**What the exercise asks:**
Every record that follows needs to be written out again, exactly.

Natural-language object grounding data:
==*==
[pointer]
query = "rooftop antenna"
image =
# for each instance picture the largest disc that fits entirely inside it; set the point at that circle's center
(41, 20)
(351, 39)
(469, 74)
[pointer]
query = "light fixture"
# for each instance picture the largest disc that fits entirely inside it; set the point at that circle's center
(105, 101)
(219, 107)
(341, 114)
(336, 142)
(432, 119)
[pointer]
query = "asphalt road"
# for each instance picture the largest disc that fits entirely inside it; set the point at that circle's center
==*==
**Output of the exercise:**
[pointer]
query = "rooftop antenna"
image =
# for each instance picture the largest disc that fits entirely inside it; set the point at that circle's center
(41, 20)
(351, 39)
(469, 74)
[pointer]
query = "light fixture"
# for each instance picture the largest disc that fits entirely inside it; set the point at that circle's center
(105, 101)
(219, 107)
(341, 114)
(336, 142)
(432, 119)
[pointer]
query = "asphalt road"
# for each instance picture the largest disc that fits entirely inside it; set the point at that circle's center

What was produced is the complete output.